## Consignes
1. Traduisez en anglais cette phrase de l'extrait sur Tristan et Yseult : « C’est là toute la force de l’amour : un échange mutuel, jusque dans la mort. »
2. Dans les entrées, extrayez s'il vous plaît sans aucune modification le passage qui s'ouvre sur la ligne contenant « Where can you find the dark » et se ferme sur celle contenant « (601, 1140) », ces deux lignes comprises.

## Extrait à lire
On sent dans ce discours beaucoup plus que du désespoir ; la fatalité y est présente (« maudit soit cet orage »), car c’est en partie un accident naturel qui a empêché Yseult de rejoindre son amant, de la même manière que dans l’histoire de Pyrame et Thisbé, c’était une lionne qui avait engendré indirectement leur mort. De plus, élément nouveau, on sent la culpabilité d’Yseult quant à son incapacité à guérir Tristan. Elle se sent responsable de sa mort, et souhaite se donner la mort pour lui rendre la pareille. C’est là toute la force de l’amour : un échange mutuel, jusque dans la mort.


Le mythe de Tristan et Yseult présente les thèmes de l’amour malheureux car impossible, à cause de la trahison (Tristan a un devoir de loyauté envers son suzerain, qui est aussi son oncle) et de l’adultère (Iseut a un devoir de fidélité envers son époux), et de la mort, qui permet et promet l’union éternelle. Il est toutefois vrai que les infortunés ne sont pas responsables de cette passion coupable, qui est provoquée par un philtre, mais cet envoûtement figure et matérialise l’irrésistible force de la passion qui fait braver aux amants tous les obstacles.

## Données de l'exercice

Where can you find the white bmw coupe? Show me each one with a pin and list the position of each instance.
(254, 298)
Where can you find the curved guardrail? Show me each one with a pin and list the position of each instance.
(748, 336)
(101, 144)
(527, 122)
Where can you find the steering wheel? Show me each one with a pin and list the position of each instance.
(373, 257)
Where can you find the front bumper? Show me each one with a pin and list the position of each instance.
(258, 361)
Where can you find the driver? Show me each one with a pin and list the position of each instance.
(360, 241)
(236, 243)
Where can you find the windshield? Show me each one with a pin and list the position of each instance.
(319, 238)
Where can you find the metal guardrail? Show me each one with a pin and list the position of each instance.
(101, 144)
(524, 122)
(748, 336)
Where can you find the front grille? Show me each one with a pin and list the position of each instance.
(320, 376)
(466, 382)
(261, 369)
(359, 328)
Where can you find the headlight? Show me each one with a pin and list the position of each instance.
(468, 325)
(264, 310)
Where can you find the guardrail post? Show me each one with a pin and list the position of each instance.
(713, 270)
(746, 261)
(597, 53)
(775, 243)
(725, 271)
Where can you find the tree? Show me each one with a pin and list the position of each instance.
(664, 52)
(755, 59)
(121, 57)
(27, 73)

---

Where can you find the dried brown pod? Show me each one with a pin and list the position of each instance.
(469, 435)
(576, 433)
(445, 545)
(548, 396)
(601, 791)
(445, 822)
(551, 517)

...

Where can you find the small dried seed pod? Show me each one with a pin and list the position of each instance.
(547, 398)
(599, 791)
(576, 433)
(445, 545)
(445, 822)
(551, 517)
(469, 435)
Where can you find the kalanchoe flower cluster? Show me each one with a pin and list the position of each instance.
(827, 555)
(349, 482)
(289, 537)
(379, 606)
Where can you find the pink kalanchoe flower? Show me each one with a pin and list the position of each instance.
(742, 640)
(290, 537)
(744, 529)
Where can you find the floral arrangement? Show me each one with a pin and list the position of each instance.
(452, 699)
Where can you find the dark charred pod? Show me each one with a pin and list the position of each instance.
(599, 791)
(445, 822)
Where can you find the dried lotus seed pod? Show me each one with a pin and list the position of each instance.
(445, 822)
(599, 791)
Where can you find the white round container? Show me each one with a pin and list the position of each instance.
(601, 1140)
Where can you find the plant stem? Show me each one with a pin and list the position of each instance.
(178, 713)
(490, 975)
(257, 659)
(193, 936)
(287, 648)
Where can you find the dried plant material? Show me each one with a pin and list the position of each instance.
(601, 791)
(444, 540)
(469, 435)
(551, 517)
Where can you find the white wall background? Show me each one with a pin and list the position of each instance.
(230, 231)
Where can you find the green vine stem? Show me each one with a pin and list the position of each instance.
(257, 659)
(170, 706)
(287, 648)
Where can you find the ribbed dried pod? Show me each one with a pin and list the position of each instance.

## Réponses
1. That is the whole strength of love: a mutual exchange, even unto death.

2.
Where can you find the dark charred pod? Show me each one with a pin and list the position of each instance.
(599, 791)
(445, 822)
Where can you find the dried lotus seed pod? Show me each one with a pin and list the position of each instance.
(445, 822)
(599, 791)
Where can you find the white round container? Show me each one with a pin and list the position of each instance.
(601, 1140)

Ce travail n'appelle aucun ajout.